__WORK TO COMPLETE__.
**a)** Say whether each statement agrees with the gun control post below, answering yes or no and quoting the deciding words from the post: (i) The writer visited a shooting range with a friend in Canada. (ii) Adams sees the slope as downturning and increasing progress. (iii) The Culper quote is dated December 23, 2019.
**b)** According to the gun control post below, what had to be installed on each gun in Canada after it was unloaded for transport to the range?

__DOCUMENT PASSAGE__.
-=-=-=-=-
Quote of the day—Samuel Culper

Politicians know that the groundswell of peaceful pro-gun activism is backed up by something harder. That’s why in the near term they’re most likely to try and erode support for “assault weapons” and legislate them out of existence, as opposed to confiscate everyone’s AR-15s… for now.

Samuel Culper
December 23, 2019
Eyes on Virginia 2020 – Here’s what to expect
[Via email from Tony.

Scott Adams almost categorically dismisses slippery slope arguments in the general case, not just in the case of gun control. I mostly disagree with him. Here, and in the post this quote was taken from, Culper alludes to my disagreement with Adams.

Adams, in his most recent book, Loserthink: How untrained brains Are Ruining America, elaborates more on this. He says, if I recall correctly, that it’s a slippery slope only until something changes.and then it isn’t. In the case of gun control case he claims travel down the slope will continue only until gun owners stop it. Things that are not terribly unpopular will be enacted, perhaps background checks for retail sales, but that doesn’t affect the probability of gun confiscation. They are two different, unrelated things. Gun owners, and even many non-gunowners, will put up much stronger resistance to gun confiscation and the slide down the slope is stopped.

I don’t see it that way.

As Culper points out, the political response is to make it costly to be a gun owner. Not just in dollars and thing like requiring insurance and difficult licensing procedures but in risk and day to day hassle. I went to the range with a friend in Canada a while back. Each gun had to be unloaded, a trigger lock installed, then locked in a case, and put in the trunk of the car in order to transport it from his home to the range and back. If he were to have lost a trigger lock while at the range he could not have legally transported the gun back home without the risk of going to prison. The “gun-free zone” within 1000 feet of a school is another example of a cost imposed on gun ownership through increased risk of committing a victimless crime.

As these costs increase it decreases the number of people who are willing to pay the “price”. Each of these relatively small price increases is not sufficient to take a bunch of time off work or to donate a lot of money to help defeat it like you would if it were something like confiscation of America’s most popular rifle. Yet, because the increasing cost of gun ownership it means fewer gun owners which means there is less resistance to the next slide down the slope. Whereas in Adams view you get increased resistance as you slide down the slope.

We both see the slope as non-linear but he sees the slope as upturning and stopping further progress and I see it as downturning and increasing progress.
-=-=-=-=-
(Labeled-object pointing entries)
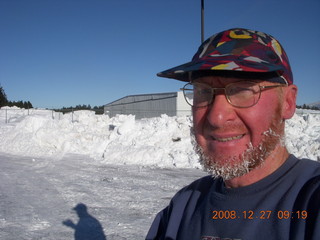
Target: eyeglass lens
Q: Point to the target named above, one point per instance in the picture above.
(239, 94)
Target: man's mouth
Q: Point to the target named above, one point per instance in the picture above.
(226, 139)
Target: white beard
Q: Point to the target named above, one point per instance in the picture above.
(237, 166)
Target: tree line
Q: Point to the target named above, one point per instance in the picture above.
(5, 102)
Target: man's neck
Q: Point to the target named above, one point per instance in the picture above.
(271, 164)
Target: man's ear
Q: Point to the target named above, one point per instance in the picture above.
(289, 101)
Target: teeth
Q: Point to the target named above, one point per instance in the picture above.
(228, 139)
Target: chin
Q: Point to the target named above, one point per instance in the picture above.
(228, 165)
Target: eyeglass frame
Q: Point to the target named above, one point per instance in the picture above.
(261, 88)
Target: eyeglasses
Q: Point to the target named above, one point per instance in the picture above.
(242, 94)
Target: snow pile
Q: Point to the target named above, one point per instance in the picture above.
(163, 141)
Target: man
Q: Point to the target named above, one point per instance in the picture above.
(241, 90)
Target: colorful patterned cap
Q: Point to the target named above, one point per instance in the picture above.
(237, 50)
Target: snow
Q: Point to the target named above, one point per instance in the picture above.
(163, 141)
(124, 170)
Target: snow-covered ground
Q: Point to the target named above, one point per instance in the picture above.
(124, 170)
(162, 142)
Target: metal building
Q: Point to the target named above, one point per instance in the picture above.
(149, 105)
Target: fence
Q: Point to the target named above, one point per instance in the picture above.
(8, 115)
-=-=-=-=-
__RESULTS OF THE EXERCISE__.
**a)**
(i) Yes: "I went to the range with a friend in Canada a while back."
(ii) No: "he sees the slope as upturning and stopping further progress"
(iii) Yes: "December 23, 2019"

**b)** A trigger lock.